• _THE TASKS_
• 1. In the passage on electronic publishing, why was electronic publishing a "second-class citizen in the 1980s"? Explain in one to three sentences.
• 2. From the passage on electronic publishing, quote the text word for word, from "What’s interesting is" up to and including "rich media companies.".

# START OF PASSAGE PROVIDED

I know from first-hand experience that those who managed the technologies steeped in the domain of traditional newspaper production believed their unit of the company was in the thick of technological change. The electronic publishing technology was a radical and strange undertaking. The people running the state-of-the-art four color printing presses did not see how electronic information could be a viable business.

We know now that the electronic publishing technology has emerged as one of the key technologies for information companies today. In fact, the brutal struggles between Macmillan and Amazon, Apple and Sony, and Google and book publishers are anchored in the technology that was a second-class citizen in the 1980s.

What’s interesting is that within publishing the domain of the traditional products like books, music, motion pictures, and television programming is now colliding with the domain of the network computing infrastructure. Complete businesses and their nested processes are now a Web service. One can download a electronic publishing system as open source software. The key point is that anyone anywhere in the world can become a digital newsroom with a Web site, newsfeed, and a community.

What’s even more interesting is that the agents of change are the children of many publishing executives and in some cases, the former employees of established publishing and rich media companies.

# END OF PASSAGE PROVIDED
# START OF GIVEN DATA

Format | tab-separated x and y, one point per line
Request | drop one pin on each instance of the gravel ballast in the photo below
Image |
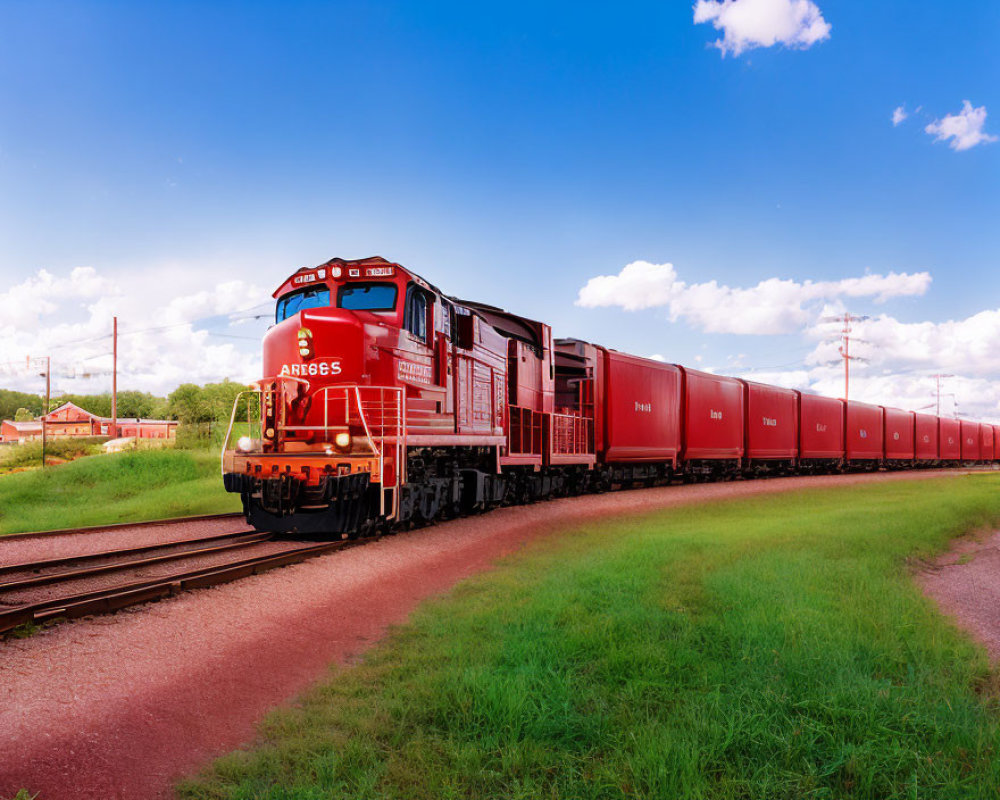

# END OF GIVEN DATA

• _SOLUTION LIST_
• 1. The people in charge of traditional newspaper production saw electronic publishing as a radical and strange undertaking. Those running the four color printing presses did not see how electronic information could be a viable business.

• 2.
What’s interesting is that within publishing the domain of the traditional products like books, music, motion pictures, and television programming is now colliding with the domain of the network computing infrastructure. Complete businesses and their nested processes are now a Web service. One can download a electronic publishing system as open source software. The key point is that anyone anywhere in the world can become a digital newsroom with a Web site, newsfeed, and a community.

What’s even more interesting is that the agents of change are the children of many publishing executives and in some cases, the former employees of established publishing and rich media companies.